┌─ Provided passage
Given a 2D board and a word, find if the word exists in the grid.
The word can be constructed from letters of sequentially adjacent cell, where "adjacent" cells are those horizontally or vertically neighboring. The same letter cell may not be used more than once.
For example,
Given board =
[ ["ABCE"], ["SFCS"], ["ADEE"] ]
word = "ABCCED", -> returns true,
word = "SEE", -> returns true,
word = "ABCB", -> returns false.
public class Solution {
/**
* dfs algorithm implementation
* @param board -char array
* @param word -string to be searched
* @return true if word is contained in board, false, otherwise
* @author Averill Zheng
* @version 2014-07-01
* @since JDK 1.7
*/
public boolean exist(char[][] board, String word) {
int row = board.length, len = word.length();
if(row > 0 && len > 0){
int column = board[0].length;
boolean[][] alreadyChecked = new boolean[row][column];
//dfs search for each board[i][j]
for(int i = 0; i < row; ++i){
for(int j = 0; j < column; ++j) {
if(dfs(board, i, j, alreadyChecked, word, 0))
return true;
}
}
}
return false;
}
private boolean dfs(char[][] board, int i, int j, boolean[][] alreadyChecked, String word, int count) {
//ending condition of dfs
if(alreadyChecked[i][j] || board[i][j] != word.charAt(count))
└─
▶ **Assigned task 1**: According to the word search text, which cells count as adjacent?
▶ **Assigned task 2**: Resume the word search text from the point where it stops.
None of the lines after this point has any bearing on the work here.
┌─ Data to examine
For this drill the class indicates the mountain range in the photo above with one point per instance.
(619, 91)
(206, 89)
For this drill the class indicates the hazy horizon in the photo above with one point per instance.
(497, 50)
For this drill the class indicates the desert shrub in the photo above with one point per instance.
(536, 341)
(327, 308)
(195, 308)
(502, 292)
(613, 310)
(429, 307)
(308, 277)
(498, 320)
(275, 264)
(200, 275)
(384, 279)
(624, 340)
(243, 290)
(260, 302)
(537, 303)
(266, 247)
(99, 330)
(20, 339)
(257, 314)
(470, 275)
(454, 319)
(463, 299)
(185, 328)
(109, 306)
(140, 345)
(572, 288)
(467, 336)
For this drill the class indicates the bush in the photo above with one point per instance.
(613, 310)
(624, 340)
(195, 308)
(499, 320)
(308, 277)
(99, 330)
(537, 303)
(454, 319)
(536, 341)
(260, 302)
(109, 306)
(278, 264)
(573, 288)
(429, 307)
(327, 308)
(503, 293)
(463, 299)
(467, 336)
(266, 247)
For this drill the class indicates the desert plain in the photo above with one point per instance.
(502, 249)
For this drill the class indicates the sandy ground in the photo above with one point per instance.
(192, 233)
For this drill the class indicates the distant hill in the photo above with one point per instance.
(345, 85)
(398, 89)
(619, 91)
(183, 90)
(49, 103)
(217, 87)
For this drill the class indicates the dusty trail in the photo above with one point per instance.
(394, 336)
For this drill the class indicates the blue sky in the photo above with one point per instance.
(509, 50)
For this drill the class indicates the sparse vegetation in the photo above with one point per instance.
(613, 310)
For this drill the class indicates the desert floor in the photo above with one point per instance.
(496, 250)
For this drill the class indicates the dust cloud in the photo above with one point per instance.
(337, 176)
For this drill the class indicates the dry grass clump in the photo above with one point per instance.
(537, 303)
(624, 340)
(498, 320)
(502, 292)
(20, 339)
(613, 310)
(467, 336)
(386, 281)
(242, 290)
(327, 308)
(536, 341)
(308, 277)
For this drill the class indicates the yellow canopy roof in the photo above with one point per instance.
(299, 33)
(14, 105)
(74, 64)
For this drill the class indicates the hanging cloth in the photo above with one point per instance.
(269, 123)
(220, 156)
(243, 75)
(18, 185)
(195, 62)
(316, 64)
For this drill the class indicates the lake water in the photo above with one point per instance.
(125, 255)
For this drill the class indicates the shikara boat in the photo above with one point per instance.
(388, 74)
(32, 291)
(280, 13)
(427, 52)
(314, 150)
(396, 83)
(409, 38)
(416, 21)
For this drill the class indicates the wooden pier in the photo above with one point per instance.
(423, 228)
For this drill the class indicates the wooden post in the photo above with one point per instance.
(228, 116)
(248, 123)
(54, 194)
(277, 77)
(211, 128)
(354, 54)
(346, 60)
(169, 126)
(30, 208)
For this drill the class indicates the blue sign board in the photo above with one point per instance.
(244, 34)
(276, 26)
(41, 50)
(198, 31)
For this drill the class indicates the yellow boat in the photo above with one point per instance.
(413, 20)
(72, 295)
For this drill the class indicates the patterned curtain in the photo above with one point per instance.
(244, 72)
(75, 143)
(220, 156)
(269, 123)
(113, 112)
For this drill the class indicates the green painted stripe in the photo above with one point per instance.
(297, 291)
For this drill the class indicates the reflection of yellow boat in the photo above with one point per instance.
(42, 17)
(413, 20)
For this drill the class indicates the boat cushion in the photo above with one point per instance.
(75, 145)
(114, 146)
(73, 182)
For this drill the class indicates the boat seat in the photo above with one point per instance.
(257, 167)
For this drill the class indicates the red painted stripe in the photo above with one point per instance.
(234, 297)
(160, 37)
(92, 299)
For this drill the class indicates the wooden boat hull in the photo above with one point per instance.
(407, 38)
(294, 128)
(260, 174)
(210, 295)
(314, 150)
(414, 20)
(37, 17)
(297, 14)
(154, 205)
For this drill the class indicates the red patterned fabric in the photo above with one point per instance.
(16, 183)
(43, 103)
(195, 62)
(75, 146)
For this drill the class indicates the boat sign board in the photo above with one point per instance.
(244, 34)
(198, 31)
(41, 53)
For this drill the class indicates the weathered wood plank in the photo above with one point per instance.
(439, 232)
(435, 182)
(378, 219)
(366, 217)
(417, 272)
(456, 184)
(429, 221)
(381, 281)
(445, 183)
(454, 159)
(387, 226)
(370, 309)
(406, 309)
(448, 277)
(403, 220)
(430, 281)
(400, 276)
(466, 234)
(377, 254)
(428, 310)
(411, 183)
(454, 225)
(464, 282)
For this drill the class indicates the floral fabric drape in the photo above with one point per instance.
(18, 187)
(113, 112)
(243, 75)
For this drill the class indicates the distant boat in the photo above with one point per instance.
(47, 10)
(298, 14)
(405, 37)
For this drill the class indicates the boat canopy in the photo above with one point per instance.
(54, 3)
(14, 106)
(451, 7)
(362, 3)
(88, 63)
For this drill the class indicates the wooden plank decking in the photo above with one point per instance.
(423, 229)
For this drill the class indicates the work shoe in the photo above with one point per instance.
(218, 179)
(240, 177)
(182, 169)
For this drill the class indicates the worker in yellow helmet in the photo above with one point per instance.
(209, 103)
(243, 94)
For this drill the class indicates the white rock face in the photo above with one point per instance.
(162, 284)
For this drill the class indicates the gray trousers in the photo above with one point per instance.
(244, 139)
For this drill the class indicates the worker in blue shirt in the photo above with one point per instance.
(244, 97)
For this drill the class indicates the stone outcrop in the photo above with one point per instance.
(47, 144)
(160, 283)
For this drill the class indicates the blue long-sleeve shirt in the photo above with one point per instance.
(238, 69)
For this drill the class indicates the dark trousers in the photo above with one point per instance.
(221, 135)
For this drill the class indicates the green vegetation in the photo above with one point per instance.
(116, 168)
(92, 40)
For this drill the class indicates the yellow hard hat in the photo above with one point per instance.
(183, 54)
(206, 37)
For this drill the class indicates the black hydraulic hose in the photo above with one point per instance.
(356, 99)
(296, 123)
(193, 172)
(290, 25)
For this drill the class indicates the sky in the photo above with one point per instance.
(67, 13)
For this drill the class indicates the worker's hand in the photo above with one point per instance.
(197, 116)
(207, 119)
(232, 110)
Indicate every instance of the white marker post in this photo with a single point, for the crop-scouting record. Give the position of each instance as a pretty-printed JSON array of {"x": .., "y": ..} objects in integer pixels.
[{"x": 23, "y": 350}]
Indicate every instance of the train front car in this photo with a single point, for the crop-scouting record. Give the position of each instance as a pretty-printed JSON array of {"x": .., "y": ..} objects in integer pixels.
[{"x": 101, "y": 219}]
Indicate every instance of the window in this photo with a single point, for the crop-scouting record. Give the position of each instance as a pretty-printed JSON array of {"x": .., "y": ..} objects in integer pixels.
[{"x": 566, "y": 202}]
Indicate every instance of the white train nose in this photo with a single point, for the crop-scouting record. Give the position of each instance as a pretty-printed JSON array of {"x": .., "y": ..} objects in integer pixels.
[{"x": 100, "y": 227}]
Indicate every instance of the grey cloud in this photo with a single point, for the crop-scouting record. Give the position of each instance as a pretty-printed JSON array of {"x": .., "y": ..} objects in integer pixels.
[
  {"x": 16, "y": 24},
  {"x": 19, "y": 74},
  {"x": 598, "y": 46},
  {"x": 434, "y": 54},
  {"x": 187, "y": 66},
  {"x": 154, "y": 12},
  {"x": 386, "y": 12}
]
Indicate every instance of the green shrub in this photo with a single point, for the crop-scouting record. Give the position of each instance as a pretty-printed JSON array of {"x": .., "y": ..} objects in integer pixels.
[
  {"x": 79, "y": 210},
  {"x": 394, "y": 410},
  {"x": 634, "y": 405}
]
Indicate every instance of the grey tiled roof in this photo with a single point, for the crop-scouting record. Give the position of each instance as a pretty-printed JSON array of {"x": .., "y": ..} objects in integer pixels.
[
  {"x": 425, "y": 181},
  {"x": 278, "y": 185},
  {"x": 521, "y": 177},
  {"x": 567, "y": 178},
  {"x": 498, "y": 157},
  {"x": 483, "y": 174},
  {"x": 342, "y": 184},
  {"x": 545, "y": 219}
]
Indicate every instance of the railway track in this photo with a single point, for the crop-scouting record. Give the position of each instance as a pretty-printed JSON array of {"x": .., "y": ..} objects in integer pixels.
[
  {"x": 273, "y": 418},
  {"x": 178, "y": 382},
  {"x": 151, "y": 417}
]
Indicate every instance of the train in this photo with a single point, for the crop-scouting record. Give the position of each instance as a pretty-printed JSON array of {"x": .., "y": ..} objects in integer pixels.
└─
▶ **Response area 1**: Cells that are horizontally or vertically neighboring.

▶ **Response area 2**:
return false;
if(count == word.length() - 1)
return true;
//set current coordinates checked
alreadyChecked[i][j] = true;
//dfs implementations
if(i - 1 >= 0 && dfs(board, i - 1, j, alreadyChecked, word, count + 1))
return true;
if(i + 1 < board.length && dfs(board, i + 1, j, alreadyChecked, word, count + 1))
return true;
if(j - 1 >= 0 && dfs(board, i, j - 1, alreadyChecked, word, count + 1))
return true;
if(j + 1 <board[0].length && dfs(board, i, j + 1, alreadyChecked, word, count + 1))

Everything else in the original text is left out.